DO THIS: Copy the material below word for word, starting with its first line and ending with the line that contains "[88,114,140,132]", both included. Omit the pictures.

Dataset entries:
___

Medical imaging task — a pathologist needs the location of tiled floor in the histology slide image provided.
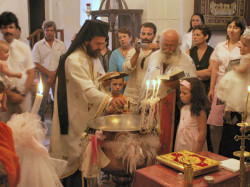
[43,108,120,187]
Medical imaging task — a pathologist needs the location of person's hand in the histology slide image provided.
[163,80,180,89]
[7,91,24,104]
[102,80,111,87]
[109,97,127,107]
[148,43,158,51]
[48,71,56,84]
[208,90,214,103]
[107,105,119,114]
[134,37,140,53]
[234,66,238,71]
[16,73,22,79]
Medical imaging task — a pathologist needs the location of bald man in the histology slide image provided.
[139,29,197,153]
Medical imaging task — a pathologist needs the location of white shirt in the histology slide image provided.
[138,50,197,102]
[210,41,240,76]
[122,48,153,101]
[6,39,35,93]
[181,31,193,53]
[32,38,66,71]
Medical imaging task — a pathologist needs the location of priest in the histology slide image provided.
[49,20,126,187]
[138,28,197,154]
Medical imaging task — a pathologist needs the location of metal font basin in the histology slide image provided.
[88,114,140,132]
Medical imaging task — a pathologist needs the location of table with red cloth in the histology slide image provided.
[132,151,250,187]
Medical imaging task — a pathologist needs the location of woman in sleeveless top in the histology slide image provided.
[187,25,214,152]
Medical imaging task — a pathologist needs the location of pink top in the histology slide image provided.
[210,41,240,76]
[174,105,206,152]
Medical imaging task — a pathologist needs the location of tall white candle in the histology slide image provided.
[145,80,150,100]
[152,80,156,99]
[243,86,250,122]
[155,79,161,98]
[30,78,43,114]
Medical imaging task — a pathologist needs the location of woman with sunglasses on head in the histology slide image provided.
[207,17,246,153]
[109,28,133,94]
[181,13,205,52]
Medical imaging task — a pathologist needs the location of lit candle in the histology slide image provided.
[151,80,156,99]
[30,78,43,114]
[155,79,161,98]
[145,80,150,100]
[243,86,250,122]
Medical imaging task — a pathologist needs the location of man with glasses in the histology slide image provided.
[123,22,158,111]
[0,12,35,122]
[138,29,197,154]
[32,21,66,121]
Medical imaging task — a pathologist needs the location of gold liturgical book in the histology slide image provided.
[156,150,221,176]
[156,70,185,82]
[98,71,128,82]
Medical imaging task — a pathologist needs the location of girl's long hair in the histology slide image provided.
[180,78,211,116]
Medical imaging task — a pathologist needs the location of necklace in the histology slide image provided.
[120,46,131,58]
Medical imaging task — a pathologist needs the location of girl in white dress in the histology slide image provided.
[175,78,209,153]
[7,112,67,187]
[216,27,250,117]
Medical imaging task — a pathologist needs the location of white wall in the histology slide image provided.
[0,0,226,47]
[126,0,226,47]
[45,0,81,48]
[0,0,29,38]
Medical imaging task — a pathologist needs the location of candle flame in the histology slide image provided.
[38,78,43,94]
[153,80,156,87]
[157,79,161,86]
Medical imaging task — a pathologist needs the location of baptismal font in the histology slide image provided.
[140,79,161,133]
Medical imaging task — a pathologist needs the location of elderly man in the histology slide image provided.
[0,12,35,122]
[122,22,158,110]
[139,29,197,153]
[32,21,66,121]
[49,20,126,187]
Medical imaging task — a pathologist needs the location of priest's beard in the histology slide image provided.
[86,43,101,58]
[161,49,181,64]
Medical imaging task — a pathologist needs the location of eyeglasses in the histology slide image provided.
[141,57,146,69]
[163,44,177,50]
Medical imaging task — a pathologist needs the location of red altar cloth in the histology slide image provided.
[132,151,250,187]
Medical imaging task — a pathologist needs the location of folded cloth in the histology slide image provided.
[0,122,20,187]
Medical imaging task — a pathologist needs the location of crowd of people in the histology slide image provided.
[0,12,250,186]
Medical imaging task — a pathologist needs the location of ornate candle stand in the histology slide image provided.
[140,97,160,133]
[233,115,250,187]
[140,79,161,133]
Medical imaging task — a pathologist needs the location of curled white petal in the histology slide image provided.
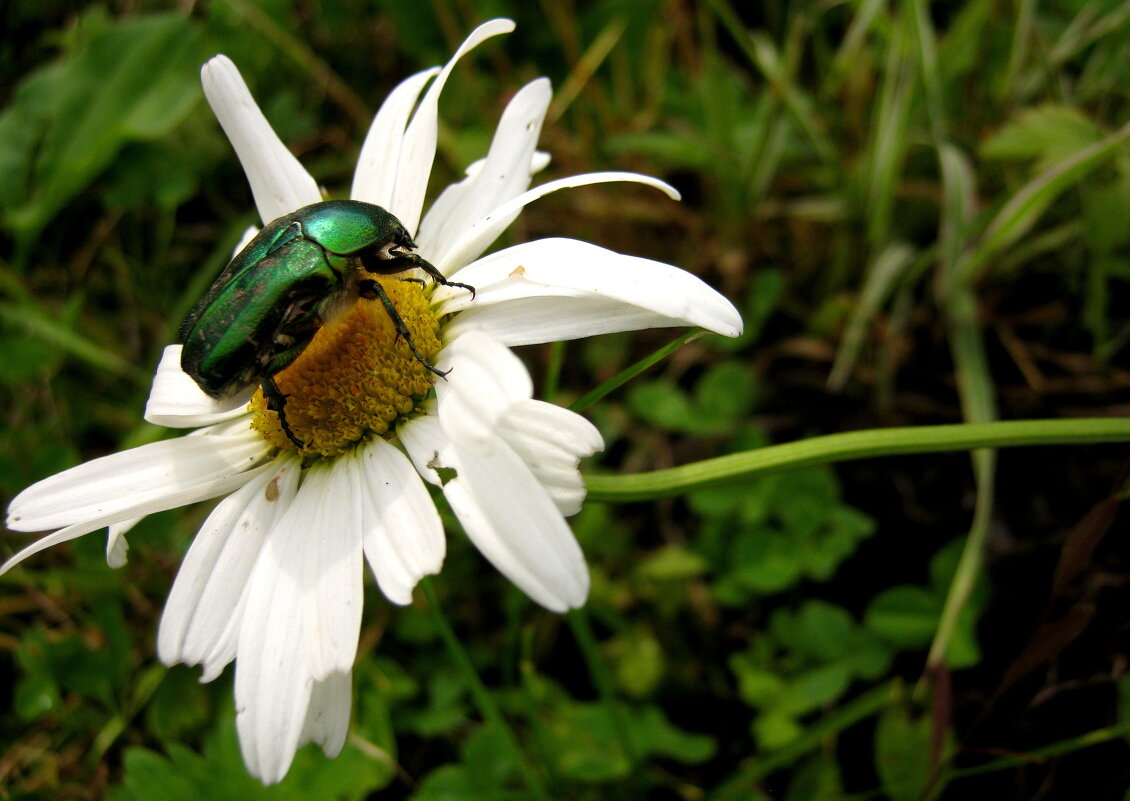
[235,465,362,784]
[8,429,267,531]
[435,331,533,443]
[401,417,589,612]
[388,19,514,234]
[416,78,553,266]
[106,517,145,567]
[200,55,322,224]
[157,456,302,681]
[349,67,440,209]
[433,172,679,274]
[433,233,742,346]
[342,437,446,606]
[145,345,251,428]
[298,670,353,759]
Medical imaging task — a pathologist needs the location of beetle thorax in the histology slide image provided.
[251,277,440,456]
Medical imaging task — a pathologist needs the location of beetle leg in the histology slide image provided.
[259,375,306,450]
[393,252,475,301]
[359,281,451,378]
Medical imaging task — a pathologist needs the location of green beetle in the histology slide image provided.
[181,200,475,447]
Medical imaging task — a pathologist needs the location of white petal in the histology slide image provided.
[452,441,589,612]
[200,55,322,224]
[298,671,353,759]
[145,345,251,428]
[397,401,454,487]
[400,408,589,611]
[349,67,440,209]
[157,456,301,681]
[433,233,742,346]
[232,225,259,259]
[235,467,362,784]
[344,437,446,606]
[432,172,679,274]
[106,517,145,567]
[8,429,267,531]
[435,331,533,442]
[388,19,514,233]
[498,400,605,516]
[416,78,553,266]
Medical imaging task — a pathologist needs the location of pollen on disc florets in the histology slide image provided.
[250,277,440,456]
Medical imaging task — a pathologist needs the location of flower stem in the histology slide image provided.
[419,578,550,801]
[584,417,1130,502]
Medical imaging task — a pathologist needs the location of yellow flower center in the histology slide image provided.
[250,277,440,456]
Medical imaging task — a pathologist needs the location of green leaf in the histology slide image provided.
[864,584,941,648]
[981,105,1103,172]
[635,545,710,582]
[875,706,932,801]
[608,627,664,698]
[0,14,201,238]
[627,381,694,430]
[106,706,393,801]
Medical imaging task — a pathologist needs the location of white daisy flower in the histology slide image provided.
[0,19,741,783]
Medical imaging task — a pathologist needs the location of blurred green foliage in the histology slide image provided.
[0,0,1130,801]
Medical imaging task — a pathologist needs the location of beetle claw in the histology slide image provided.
[259,375,306,451]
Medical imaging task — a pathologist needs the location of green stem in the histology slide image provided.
[585,417,1130,502]
[568,328,706,412]
[419,578,550,801]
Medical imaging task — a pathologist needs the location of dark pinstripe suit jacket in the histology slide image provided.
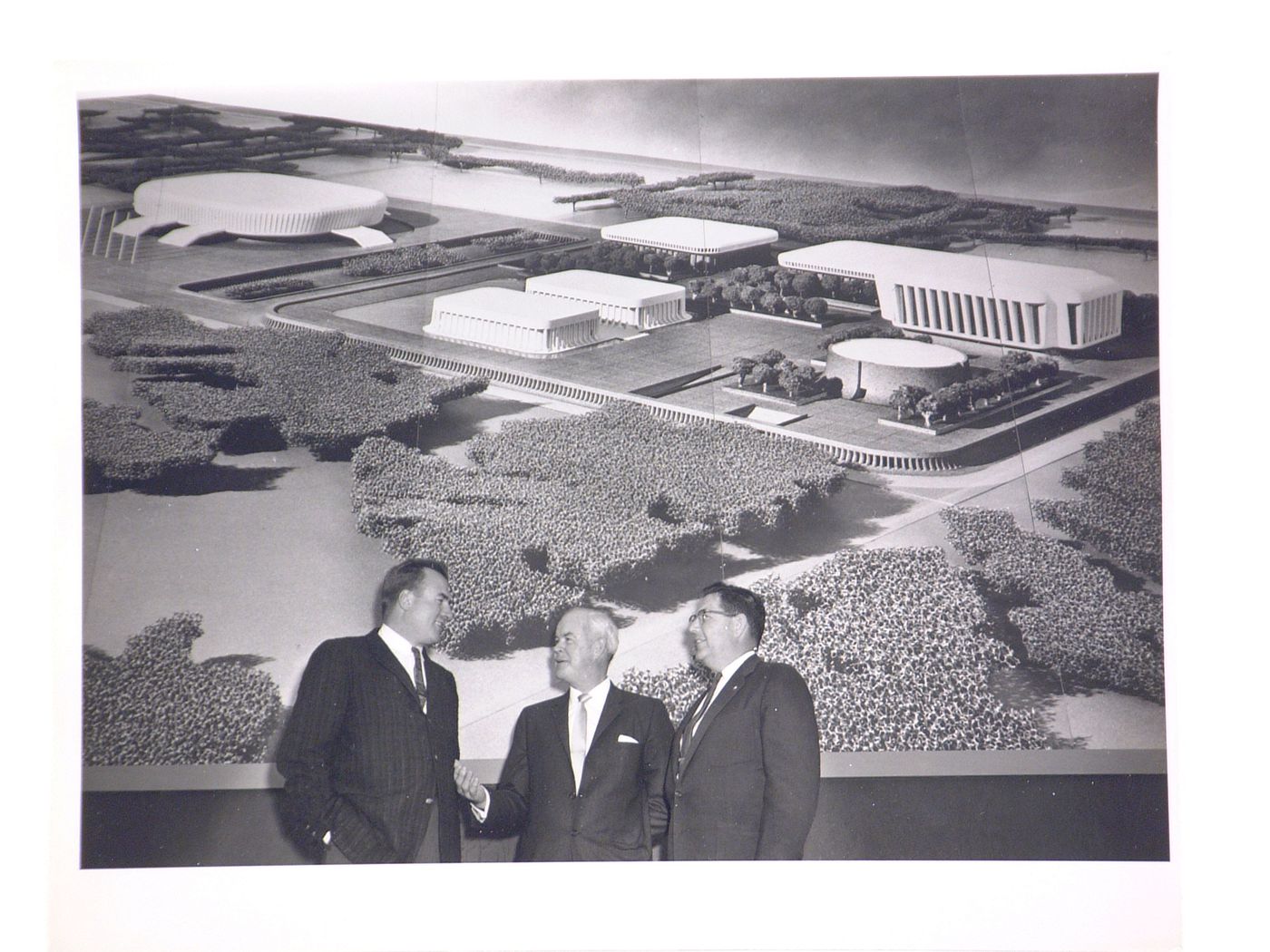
[277,629,463,863]
[666,656,820,860]
[480,685,672,860]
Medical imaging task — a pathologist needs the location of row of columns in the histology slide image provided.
[425,310,598,355]
[1072,295,1120,346]
[895,285,1042,346]
[80,206,141,264]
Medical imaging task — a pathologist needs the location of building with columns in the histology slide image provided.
[524,269,691,330]
[777,241,1124,350]
[600,215,780,267]
[113,171,393,248]
[423,288,600,356]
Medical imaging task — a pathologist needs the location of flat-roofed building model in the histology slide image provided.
[423,288,600,356]
[114,171,393,248]
[524,269,691,330]
[825,337,971,403]
[777,241,1124,350]
[600,215,780,266]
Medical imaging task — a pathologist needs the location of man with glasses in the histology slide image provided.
[666,583,820,860]
[277,559,463,863]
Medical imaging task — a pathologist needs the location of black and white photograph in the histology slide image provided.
[24,5,1255,948]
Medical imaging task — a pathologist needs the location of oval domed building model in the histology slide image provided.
[114,171,393,248]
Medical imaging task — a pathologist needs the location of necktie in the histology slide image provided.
[569,695,591,791]
[679,674,718,767]
[414,645,428,714]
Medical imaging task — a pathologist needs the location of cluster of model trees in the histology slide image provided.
[353,403,845,650]
[83,613,282,765]
[442,155,644,186]
[470,228,569,255]
[83,400,217,492]
[223,278,314,301]
[731,349,827,400]
[80,104,463,191]
[940,507,1165,702]
[80,105,334,191]
[552,171,755,210]
[339,241,461,278]
[886,350,1058,426]
[1032,403,1163,581]
[685,264,877,321]
[83,307,486,472]
[569,178,1155,254]
[622,549,1045,752]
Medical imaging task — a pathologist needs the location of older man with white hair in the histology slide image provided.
[454,608,672,860]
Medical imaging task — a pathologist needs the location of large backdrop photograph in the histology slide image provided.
[77,73,1169,869]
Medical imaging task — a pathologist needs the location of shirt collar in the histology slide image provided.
[378,625,426,680]
[715,648,757,693]
[569,678,613,710]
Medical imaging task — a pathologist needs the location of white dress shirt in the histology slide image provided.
[380,625,428,691]
[692,648,758,736]
[471,678,613,822]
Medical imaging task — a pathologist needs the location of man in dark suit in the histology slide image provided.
[277,559,461,863]
[454,608,672,860]
[666,583,820,860]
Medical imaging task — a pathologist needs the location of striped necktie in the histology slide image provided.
[679,674,718,768]
[569,695,591,791]
[414,645,428,714]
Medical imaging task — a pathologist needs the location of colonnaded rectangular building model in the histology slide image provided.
[600,215,780,266]
[777,241,1124,350]
[524,269,689,330]
[423,287,600,356]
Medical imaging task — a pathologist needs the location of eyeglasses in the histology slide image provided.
[689,608,737,625]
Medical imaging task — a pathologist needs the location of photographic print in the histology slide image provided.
[77,73,1169,869]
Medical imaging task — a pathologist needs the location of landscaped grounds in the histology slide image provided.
[353,403,845,651]
[83,308,485,485]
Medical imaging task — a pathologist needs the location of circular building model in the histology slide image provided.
[114,171,393,248]
[825,337,969,406]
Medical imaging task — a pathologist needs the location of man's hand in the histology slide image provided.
[454,761,489,811]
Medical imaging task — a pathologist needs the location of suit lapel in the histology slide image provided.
[587,685,626,756]
[366,631,419,704]
[679,655,758,773]
[550,691,569,758]
[579,685,625,793]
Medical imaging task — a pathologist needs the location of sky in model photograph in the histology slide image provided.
[99,73,1157,210]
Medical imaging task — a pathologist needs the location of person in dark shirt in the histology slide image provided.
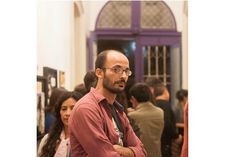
[146,77,183,157]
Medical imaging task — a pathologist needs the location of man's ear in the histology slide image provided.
[95,68,103,78]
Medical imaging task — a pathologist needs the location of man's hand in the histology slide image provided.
[175,134,183,144]
[113,145,134,157]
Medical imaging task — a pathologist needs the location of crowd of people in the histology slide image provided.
[38,50,188,157]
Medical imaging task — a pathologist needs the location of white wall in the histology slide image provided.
[37,0,188,90]
[83,0,188,89]
[37,1,74,89]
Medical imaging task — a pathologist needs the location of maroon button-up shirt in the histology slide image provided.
[69,88,147,157]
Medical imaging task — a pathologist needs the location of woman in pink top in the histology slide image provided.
[38,91,82,157]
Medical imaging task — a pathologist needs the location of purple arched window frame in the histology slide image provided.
[88,1,182,87]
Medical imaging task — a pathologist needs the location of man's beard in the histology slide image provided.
[103,77,126,94]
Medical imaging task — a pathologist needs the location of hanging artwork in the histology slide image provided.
[59,71,65,88]
[43,67,57,104]
[37,76,48,137]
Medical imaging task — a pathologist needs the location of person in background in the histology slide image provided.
[173,89,188,123]
[146,77,183,157]
[69,50,147,157]
[38,91,82,157]
[45,87,67,133]
[84,70,98,93]
[74,70,97,95]
[128,83,164,157]
[181,102,188,157]
[74,83,88,95]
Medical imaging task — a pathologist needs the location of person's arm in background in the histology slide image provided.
[121,114,147,157]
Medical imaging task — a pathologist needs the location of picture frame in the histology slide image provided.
[37,75,48,106]
[59,71,65,88]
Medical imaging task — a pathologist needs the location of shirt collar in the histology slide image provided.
[90,87,124,112]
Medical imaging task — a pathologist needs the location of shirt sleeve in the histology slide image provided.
[38,134,48,157]
[70,105,121,157]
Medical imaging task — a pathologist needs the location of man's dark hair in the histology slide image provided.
[145,77,166,97]
[95,50,109,69]
[129,83,152,102]
[176,89,188,101]
[84,71,98,91]
[95,50,123,69]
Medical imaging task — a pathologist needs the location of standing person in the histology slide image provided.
[69,50,146,157]
[128,83,164,157]
[146,77,183,157]
[181,102,188,157]
[45,87,67,133]
[38,91,82,157]
[173,89,188,123]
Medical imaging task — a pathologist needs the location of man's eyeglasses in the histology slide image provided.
[102,67,132,76]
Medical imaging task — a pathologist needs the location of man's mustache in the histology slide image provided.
[114,80,126,84]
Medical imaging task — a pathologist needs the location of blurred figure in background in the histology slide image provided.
[38,91,82,157]
[146,77,183,157]
[173,89,188,123]
[45,87,67,133]
[74,71,97,95]
[181,102,188,157]
[84,70,98,92]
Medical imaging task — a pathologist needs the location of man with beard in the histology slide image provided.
[69,50,147,157]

___

EXERCISE ANSWER:
Medical imaging task — a pathologist needs the location of tiled floor in the histology slide image provided.
[43,108,120,187]
Medical imaging task — a pathologist needs the location of person's hand in the histology slide image provided.
[163,80,180,89]
[7,91,24,104]
[102,80,111,87]
[109,97,127,107]
[148,43,158,51]
[48,71,56,84]
[208,90,214,103]
[107,105,119,114]
[134,37,140,53]
[234,66,238,71]
[16,73,22,79]
Medical imaging task — a pathologist needs the location of bald man in the histology slide image provided.
[139,29,197,153]
Medical imaging task — a pathologist needs the location of white shirt in the histology slide image provided.
[138,50,197,102]
[210,41,240,76]
[122,48,153,101]
[6,39,35,93]
[181,31,193,53]
[32,38,66,71]
Medical imaging task — a pathologist needs the location of priest in the histology slide image provided.
[49,20,126,187]
[138,28,197,154]
Medical imaging task — a pathologist needs the location of metal font basin in the histology slide image provided.
[88,114,140,132]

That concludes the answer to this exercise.